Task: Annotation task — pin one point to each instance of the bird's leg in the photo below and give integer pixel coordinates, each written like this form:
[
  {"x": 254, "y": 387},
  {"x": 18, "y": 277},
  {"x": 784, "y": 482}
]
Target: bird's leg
====================
All records above are to be output again exactly as they stand.

> _Exercise response_:
Task: Annotation task — pin one point to each instance of the bird's leg in the photo below and give integer pixel coordinates, each written like this form:
[
  {"x": 254, "y": 387},
  {"x": 18, "y": 277},
  {"x": 784, "y": 482}
]
Target: bird's leg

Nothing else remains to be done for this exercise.